*Input for this task*:
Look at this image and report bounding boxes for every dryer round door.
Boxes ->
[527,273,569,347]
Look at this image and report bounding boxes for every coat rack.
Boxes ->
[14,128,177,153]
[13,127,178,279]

*Task goal*: Give the number of lines above in which the word "bounding" occurs, with nothing else.

*Result*: 2